**TASK PROMPT:** Your answer is to be the count alone: the number of lines in the data below where "cliff" appears.

Referring expression data
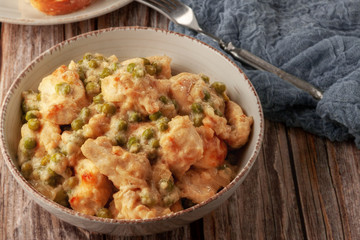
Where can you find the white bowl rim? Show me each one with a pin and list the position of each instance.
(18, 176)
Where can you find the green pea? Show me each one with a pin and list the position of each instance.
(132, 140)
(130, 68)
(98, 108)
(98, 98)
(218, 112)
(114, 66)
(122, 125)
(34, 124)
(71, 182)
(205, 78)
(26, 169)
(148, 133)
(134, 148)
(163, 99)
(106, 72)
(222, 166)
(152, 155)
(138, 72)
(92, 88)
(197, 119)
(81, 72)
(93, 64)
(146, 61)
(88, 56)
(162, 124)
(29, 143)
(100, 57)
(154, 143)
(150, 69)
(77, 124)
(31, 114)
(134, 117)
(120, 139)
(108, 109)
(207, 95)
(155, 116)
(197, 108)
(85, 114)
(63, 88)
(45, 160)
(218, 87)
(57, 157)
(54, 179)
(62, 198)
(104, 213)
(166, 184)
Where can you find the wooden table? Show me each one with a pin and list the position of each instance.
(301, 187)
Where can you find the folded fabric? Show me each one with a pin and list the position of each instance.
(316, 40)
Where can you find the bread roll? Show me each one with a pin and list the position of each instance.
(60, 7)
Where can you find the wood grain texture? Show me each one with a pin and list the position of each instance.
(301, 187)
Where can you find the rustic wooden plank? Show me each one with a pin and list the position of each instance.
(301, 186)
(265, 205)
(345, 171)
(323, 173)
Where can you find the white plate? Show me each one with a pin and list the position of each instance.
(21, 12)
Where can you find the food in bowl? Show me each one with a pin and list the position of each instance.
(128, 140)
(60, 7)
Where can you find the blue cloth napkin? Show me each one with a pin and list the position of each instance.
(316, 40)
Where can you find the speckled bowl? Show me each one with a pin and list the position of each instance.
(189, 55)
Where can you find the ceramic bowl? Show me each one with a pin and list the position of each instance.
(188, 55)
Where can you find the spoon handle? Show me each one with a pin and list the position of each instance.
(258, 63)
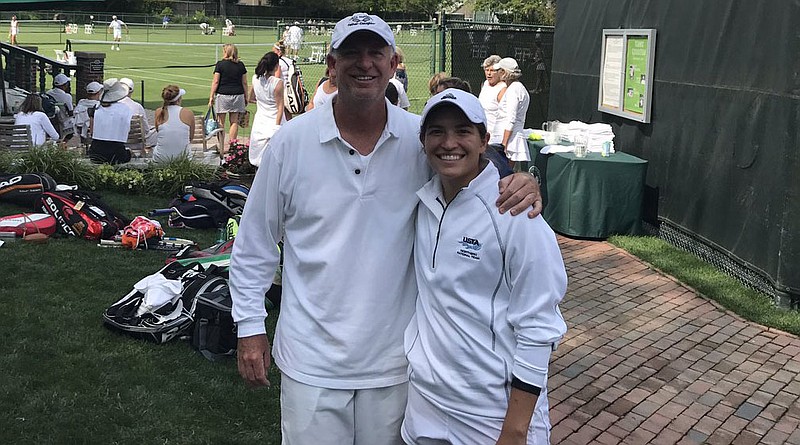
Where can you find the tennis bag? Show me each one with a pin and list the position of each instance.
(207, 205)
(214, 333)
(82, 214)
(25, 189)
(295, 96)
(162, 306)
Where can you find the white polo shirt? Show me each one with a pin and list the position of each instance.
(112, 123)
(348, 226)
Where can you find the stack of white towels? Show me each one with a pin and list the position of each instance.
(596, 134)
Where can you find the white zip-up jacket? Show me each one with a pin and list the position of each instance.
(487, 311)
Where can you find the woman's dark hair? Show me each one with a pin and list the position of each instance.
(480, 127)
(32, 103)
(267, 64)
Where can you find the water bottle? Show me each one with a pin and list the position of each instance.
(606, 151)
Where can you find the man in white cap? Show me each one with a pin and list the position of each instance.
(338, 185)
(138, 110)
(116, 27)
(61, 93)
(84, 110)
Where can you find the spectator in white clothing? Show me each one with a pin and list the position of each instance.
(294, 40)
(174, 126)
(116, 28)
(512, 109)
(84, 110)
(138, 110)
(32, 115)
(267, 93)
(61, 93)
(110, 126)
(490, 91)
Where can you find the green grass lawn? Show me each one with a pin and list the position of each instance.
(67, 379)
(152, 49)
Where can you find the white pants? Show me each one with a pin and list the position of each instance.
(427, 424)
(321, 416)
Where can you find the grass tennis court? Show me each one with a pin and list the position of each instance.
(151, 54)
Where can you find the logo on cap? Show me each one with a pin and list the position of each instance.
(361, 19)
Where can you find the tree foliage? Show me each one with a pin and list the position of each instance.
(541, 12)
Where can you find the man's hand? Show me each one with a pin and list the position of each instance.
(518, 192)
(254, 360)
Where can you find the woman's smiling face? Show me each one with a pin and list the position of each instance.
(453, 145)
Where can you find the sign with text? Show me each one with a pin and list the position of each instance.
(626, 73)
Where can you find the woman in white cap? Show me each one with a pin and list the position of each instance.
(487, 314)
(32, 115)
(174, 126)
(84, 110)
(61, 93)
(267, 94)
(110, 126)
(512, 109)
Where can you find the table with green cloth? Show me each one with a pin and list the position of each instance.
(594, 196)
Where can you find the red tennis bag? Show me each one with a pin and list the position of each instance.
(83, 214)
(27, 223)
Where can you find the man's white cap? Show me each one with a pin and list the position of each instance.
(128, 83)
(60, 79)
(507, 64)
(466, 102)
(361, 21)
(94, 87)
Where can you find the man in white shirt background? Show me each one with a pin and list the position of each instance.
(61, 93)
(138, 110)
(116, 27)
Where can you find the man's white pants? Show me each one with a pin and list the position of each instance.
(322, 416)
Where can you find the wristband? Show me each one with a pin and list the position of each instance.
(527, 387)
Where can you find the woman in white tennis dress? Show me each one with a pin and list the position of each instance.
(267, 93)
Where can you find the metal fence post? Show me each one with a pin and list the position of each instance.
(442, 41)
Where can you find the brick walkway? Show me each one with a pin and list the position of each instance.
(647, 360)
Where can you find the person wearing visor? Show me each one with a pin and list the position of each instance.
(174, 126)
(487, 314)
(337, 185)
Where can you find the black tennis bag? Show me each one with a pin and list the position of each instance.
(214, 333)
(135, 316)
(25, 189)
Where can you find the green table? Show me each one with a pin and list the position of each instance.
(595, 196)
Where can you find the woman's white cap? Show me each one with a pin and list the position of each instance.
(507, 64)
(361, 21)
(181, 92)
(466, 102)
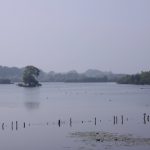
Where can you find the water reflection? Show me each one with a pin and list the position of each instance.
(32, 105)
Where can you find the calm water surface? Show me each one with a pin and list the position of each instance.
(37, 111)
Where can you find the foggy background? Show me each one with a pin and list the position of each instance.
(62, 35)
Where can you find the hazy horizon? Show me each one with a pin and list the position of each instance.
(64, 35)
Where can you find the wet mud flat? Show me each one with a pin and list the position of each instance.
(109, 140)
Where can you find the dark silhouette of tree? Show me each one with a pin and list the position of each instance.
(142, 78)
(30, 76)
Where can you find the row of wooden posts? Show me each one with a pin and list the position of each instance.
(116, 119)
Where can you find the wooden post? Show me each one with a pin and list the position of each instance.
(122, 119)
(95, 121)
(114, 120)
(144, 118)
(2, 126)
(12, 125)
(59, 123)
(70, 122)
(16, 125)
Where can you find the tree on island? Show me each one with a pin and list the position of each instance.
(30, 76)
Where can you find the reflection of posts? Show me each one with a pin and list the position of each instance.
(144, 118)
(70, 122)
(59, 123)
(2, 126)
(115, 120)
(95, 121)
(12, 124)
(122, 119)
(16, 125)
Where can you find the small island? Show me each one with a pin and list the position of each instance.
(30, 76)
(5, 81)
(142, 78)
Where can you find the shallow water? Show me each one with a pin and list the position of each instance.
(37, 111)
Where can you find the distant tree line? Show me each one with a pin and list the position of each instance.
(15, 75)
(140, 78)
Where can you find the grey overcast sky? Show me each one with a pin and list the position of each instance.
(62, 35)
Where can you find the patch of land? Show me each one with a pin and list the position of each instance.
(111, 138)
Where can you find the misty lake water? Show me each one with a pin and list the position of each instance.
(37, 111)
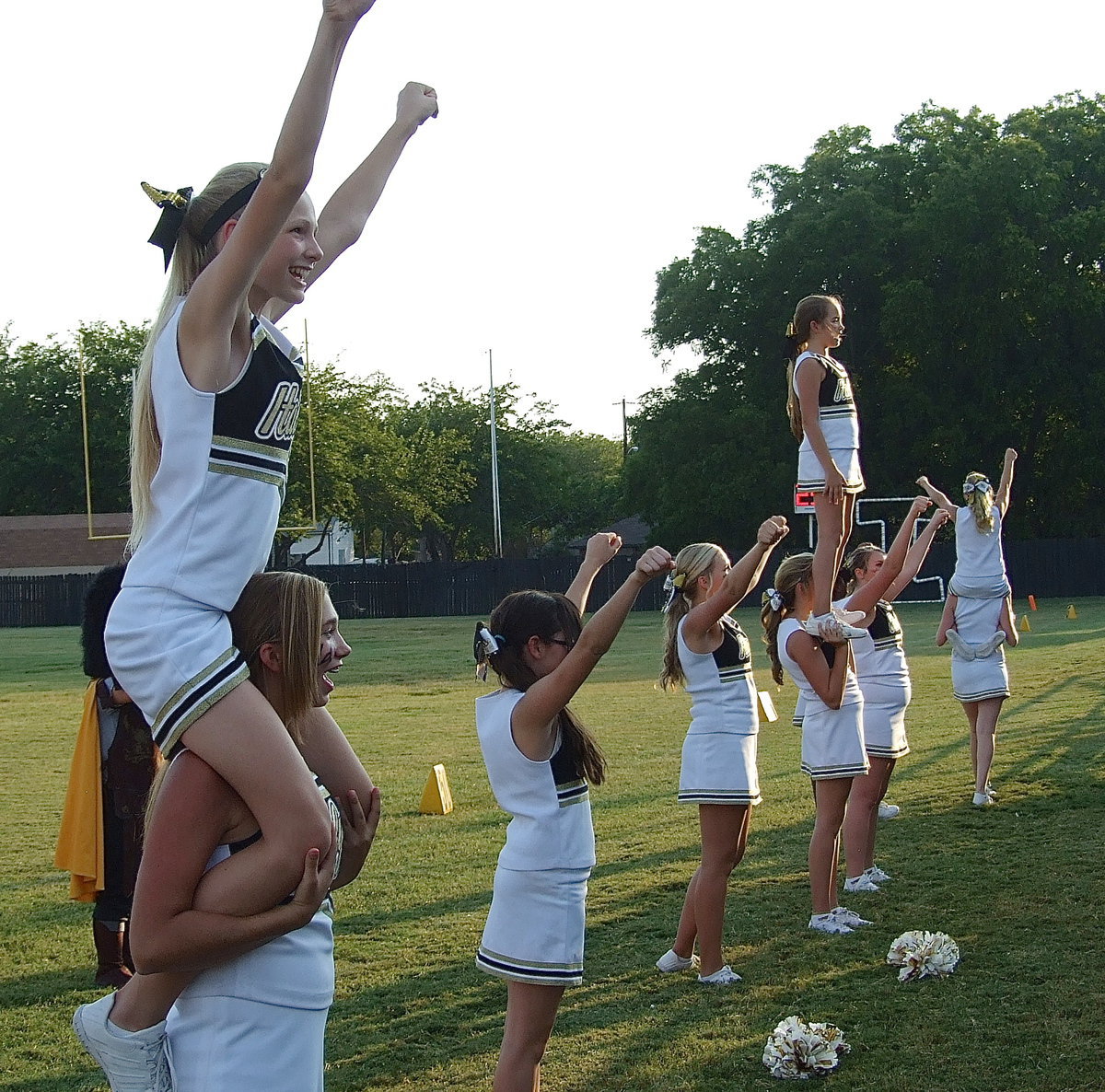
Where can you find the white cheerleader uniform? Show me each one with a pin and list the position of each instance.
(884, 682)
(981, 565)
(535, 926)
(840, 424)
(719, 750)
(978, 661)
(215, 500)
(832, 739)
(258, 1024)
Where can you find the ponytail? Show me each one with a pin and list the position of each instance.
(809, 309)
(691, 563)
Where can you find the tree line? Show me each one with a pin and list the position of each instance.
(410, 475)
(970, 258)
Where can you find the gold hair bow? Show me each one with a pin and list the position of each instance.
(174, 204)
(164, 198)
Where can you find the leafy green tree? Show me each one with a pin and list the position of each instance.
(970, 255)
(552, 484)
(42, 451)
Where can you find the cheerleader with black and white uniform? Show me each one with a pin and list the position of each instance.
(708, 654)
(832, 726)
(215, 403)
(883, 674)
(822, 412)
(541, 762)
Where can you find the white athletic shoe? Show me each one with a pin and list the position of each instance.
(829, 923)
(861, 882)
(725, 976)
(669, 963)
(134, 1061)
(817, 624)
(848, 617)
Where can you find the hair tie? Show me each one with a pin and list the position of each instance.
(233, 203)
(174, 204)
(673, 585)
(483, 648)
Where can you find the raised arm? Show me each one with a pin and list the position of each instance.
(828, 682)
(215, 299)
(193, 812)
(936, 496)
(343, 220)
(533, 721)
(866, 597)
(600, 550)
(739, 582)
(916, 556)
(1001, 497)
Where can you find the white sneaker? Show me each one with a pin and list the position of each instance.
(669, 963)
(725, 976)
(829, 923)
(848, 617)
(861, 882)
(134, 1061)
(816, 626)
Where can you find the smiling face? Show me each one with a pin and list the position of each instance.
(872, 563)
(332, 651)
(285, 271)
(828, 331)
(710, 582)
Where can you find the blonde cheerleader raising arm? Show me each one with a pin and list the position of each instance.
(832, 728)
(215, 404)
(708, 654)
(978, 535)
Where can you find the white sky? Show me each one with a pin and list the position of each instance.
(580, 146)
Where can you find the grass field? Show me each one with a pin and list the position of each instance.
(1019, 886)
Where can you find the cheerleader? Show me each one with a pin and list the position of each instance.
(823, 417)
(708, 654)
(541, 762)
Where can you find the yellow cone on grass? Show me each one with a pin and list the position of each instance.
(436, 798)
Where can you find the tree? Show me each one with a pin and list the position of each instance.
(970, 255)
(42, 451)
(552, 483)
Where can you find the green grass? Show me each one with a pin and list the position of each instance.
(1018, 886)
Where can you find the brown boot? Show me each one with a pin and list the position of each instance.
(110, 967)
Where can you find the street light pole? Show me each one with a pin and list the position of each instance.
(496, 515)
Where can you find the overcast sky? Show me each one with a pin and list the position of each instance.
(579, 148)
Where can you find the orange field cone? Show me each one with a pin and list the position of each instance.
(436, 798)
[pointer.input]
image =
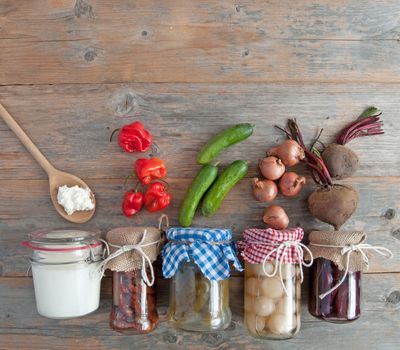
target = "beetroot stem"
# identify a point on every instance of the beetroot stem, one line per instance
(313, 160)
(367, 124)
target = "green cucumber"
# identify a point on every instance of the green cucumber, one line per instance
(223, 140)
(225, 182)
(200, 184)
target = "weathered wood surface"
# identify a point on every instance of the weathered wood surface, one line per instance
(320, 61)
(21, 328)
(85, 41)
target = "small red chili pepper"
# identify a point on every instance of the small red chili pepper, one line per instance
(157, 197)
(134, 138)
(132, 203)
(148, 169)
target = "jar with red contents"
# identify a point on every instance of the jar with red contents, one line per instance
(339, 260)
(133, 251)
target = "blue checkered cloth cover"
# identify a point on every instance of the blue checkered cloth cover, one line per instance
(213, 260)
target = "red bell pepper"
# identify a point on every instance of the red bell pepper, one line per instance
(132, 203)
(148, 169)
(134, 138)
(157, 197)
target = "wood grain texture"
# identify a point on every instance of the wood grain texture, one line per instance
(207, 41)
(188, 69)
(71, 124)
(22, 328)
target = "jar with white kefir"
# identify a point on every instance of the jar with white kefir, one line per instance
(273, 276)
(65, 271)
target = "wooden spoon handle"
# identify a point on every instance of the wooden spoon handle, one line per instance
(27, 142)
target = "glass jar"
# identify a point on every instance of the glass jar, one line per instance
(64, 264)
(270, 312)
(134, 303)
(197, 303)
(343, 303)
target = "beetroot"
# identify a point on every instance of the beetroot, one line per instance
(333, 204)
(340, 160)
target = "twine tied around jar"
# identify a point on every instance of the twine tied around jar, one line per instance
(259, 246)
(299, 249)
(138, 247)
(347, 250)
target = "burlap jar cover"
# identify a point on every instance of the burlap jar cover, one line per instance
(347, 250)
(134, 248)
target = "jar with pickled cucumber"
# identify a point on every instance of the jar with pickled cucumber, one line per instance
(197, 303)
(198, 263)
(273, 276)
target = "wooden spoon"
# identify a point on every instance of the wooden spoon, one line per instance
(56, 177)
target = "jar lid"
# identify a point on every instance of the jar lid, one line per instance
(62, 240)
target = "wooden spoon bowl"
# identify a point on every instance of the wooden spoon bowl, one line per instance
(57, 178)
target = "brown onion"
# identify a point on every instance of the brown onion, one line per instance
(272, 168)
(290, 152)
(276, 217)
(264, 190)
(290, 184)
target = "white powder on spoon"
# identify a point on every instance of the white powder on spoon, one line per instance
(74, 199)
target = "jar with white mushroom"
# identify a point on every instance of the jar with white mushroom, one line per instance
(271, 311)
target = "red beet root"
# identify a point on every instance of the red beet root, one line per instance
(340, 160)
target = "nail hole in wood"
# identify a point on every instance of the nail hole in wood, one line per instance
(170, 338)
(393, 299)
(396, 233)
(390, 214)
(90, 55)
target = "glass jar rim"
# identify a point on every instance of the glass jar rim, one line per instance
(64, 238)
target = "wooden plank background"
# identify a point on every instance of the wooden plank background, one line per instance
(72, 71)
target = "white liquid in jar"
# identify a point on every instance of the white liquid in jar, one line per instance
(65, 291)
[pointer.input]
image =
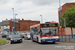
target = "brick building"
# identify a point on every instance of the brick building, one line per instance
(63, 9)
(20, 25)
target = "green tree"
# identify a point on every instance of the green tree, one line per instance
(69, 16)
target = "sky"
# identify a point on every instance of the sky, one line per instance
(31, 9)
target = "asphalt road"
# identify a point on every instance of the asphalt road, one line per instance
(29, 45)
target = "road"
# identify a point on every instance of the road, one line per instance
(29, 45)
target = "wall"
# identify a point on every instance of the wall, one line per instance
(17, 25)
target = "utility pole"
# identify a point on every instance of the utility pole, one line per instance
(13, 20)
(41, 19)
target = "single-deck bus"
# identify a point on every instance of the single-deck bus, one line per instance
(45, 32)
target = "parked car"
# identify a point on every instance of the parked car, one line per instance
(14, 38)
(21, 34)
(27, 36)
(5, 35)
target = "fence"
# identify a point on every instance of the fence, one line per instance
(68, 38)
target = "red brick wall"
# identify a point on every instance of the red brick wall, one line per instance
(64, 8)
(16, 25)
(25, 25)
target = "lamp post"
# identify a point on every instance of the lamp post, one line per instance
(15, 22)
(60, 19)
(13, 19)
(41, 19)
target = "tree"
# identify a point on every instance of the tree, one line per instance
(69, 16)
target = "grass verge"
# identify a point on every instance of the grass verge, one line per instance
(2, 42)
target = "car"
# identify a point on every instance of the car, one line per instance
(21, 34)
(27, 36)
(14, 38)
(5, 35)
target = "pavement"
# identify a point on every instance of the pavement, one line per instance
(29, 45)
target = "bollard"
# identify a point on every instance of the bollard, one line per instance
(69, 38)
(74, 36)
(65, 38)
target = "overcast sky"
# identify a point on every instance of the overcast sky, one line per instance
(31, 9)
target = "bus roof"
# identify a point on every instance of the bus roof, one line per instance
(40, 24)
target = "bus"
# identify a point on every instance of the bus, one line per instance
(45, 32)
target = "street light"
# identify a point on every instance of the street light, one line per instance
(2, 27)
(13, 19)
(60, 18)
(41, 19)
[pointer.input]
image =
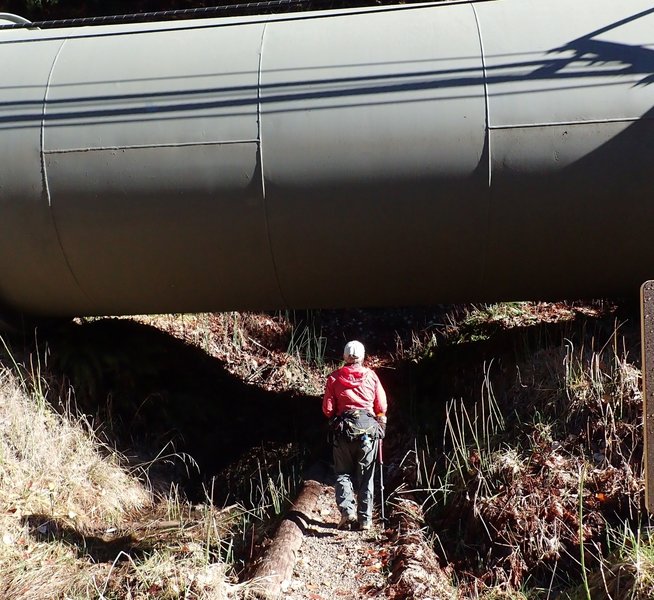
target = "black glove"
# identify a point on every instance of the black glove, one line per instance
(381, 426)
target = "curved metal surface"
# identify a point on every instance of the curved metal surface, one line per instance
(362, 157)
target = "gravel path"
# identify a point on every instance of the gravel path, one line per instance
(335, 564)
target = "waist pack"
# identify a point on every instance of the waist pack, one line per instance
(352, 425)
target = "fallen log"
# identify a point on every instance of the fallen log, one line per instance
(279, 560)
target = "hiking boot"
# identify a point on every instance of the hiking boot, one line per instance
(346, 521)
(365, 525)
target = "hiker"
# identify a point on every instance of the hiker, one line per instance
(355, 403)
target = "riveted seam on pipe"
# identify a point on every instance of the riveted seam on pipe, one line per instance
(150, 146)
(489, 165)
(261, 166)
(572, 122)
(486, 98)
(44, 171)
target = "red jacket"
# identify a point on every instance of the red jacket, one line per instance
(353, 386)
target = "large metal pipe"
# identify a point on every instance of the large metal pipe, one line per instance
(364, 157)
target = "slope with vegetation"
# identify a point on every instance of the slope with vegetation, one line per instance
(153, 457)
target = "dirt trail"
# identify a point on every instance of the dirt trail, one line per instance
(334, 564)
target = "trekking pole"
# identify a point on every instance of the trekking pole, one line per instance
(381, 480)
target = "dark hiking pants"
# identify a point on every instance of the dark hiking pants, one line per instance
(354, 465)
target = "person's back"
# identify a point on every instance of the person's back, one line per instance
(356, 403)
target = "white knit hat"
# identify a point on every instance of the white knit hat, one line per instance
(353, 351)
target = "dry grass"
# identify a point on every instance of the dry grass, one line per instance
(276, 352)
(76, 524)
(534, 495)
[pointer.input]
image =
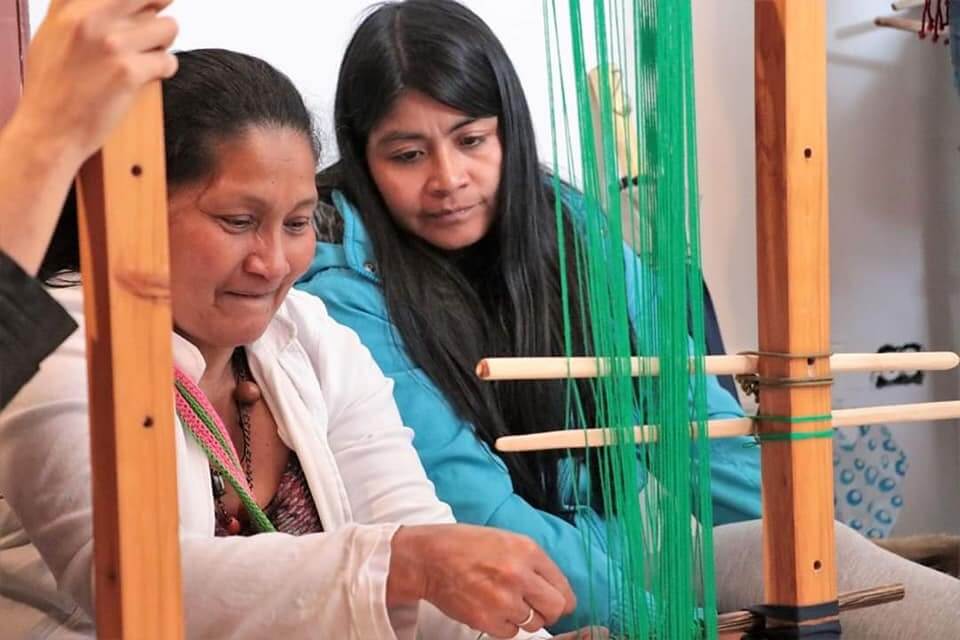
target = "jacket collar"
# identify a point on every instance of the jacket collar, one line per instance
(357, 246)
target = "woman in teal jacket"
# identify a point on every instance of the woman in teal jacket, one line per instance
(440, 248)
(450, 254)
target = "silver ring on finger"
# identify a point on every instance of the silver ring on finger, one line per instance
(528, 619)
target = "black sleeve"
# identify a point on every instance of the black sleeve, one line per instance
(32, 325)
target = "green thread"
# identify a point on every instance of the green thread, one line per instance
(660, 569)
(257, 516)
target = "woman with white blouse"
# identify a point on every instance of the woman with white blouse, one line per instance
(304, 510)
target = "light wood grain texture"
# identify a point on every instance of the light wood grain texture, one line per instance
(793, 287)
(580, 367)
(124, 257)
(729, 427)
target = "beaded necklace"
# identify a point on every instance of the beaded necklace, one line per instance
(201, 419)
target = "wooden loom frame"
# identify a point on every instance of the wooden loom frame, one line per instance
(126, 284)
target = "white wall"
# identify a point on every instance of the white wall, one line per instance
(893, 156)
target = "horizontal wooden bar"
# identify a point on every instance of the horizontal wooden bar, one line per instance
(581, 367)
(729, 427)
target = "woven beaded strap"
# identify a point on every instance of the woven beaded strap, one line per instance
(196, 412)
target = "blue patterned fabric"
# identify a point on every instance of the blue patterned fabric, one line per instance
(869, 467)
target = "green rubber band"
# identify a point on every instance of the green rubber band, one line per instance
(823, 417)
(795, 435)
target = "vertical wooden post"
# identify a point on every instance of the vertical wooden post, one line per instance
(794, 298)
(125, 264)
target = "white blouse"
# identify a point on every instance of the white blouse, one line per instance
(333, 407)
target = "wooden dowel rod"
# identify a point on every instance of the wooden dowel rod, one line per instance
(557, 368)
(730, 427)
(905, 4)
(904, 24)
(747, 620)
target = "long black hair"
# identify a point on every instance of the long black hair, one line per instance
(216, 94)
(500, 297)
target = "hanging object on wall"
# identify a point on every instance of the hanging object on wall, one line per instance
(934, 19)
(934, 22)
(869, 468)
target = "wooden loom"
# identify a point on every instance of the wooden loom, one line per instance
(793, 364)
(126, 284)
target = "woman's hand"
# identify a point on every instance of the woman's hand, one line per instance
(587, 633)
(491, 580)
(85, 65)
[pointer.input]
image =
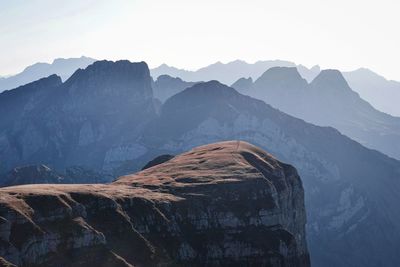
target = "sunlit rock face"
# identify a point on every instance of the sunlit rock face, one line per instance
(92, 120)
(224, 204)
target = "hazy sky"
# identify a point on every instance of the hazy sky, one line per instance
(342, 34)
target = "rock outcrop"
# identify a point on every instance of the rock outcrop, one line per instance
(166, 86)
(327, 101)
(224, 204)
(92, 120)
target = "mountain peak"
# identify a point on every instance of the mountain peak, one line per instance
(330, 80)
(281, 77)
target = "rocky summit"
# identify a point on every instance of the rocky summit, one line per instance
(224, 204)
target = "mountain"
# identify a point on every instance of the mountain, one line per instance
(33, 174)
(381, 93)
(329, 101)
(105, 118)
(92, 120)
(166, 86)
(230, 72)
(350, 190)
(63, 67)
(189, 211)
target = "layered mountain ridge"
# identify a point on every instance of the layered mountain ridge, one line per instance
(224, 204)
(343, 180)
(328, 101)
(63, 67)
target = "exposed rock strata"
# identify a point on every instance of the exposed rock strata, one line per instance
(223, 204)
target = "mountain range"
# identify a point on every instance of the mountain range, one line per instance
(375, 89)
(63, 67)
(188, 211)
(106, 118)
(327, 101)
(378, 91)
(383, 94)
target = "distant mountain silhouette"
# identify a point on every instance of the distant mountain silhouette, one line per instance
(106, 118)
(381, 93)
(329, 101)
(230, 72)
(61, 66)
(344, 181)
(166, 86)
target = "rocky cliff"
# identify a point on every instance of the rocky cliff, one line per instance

**SOLVED PROBLEM:** 2